Top of Records shown

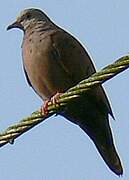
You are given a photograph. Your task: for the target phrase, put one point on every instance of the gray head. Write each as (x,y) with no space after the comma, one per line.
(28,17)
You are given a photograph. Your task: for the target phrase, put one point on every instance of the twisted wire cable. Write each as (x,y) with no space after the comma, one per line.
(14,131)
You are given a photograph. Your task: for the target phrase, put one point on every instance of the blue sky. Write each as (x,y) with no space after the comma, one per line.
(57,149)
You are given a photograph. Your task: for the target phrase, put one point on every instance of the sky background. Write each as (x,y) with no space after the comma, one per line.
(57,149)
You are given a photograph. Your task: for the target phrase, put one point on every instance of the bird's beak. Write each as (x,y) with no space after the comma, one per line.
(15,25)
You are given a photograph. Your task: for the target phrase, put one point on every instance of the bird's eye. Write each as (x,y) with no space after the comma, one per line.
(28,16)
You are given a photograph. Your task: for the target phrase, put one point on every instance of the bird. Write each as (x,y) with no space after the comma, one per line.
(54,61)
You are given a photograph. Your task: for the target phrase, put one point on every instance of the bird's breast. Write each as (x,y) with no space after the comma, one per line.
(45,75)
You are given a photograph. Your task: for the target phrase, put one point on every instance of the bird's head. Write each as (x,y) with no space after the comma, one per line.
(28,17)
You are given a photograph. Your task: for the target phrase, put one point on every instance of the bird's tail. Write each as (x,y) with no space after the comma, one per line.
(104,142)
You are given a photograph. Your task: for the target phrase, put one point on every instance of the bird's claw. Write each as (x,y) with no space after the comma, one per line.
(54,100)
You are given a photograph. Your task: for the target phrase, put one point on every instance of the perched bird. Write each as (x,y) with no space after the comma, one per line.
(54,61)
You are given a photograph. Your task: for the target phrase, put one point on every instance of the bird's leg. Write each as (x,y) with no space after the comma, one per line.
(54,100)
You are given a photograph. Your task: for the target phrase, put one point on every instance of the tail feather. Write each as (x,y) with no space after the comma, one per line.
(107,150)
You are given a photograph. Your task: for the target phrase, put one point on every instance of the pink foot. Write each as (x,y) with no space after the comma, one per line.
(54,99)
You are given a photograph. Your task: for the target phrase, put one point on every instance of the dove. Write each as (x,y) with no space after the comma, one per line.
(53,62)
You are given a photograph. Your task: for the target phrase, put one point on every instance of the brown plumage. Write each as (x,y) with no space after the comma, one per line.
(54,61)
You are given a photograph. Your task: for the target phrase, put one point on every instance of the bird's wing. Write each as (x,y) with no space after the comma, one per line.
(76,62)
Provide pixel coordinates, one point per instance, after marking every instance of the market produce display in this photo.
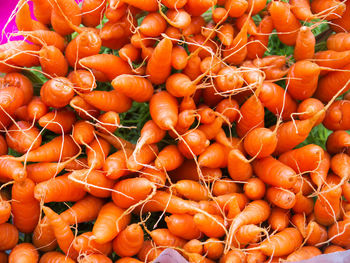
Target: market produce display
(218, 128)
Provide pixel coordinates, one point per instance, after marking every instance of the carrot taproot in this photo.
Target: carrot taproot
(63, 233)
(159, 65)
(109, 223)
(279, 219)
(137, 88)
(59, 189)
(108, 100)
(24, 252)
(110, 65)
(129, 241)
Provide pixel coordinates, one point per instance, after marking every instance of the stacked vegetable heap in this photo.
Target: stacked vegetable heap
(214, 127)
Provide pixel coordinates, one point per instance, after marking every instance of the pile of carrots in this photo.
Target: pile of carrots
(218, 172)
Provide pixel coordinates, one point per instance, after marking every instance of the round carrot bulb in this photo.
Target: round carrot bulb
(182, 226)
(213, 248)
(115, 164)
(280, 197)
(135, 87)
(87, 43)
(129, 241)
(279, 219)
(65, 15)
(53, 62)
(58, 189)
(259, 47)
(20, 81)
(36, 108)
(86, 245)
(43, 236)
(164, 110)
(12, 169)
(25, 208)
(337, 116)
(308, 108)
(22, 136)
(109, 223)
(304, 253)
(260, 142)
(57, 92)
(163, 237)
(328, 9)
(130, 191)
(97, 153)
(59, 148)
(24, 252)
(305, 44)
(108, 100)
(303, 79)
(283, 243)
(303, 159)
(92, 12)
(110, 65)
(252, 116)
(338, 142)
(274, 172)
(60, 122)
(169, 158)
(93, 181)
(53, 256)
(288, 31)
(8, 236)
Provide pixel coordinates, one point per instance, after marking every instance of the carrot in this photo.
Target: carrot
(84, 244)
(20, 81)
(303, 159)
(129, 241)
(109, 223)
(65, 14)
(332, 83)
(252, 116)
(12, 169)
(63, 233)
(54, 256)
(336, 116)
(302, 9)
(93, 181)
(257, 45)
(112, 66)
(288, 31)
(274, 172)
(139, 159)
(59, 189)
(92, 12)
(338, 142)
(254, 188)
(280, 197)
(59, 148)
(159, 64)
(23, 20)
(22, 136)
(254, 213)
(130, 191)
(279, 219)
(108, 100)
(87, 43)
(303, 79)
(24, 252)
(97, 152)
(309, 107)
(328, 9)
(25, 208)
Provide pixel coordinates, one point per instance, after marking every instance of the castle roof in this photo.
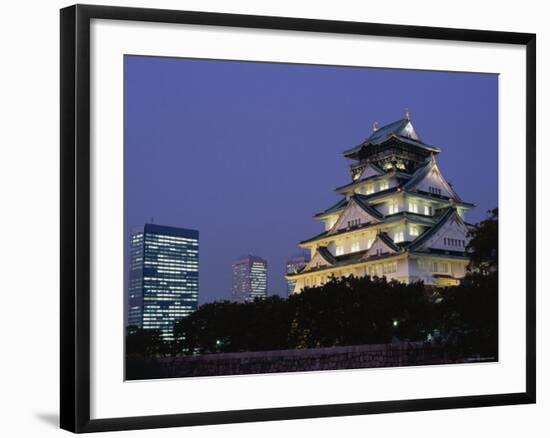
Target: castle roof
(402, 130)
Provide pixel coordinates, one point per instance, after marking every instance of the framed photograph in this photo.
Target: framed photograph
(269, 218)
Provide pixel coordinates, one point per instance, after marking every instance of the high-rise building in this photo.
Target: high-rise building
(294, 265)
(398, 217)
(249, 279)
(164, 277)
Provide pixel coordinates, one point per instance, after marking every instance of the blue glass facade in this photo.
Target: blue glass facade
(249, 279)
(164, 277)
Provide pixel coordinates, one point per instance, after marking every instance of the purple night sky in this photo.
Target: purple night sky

Bottom of Records shown

Assignment: Repeat exactly the lines of the records from the one containing "Target: high-rise building" to the last, and include no line outside that stretch.

Answer space:
Target: high-rise building
(294, 265)
(398, 217)
(249, 279)
(164, 277)
Provide pixel coordinates, one point per instance, after marking every instance of the blue glass facade in this photo.
Target: blue glass facade
(249, 279)
(164, 277)
Provide pixel coordinates, one point per instance, after marking every instance of the purple night sky in this photo.
Target: purple night sky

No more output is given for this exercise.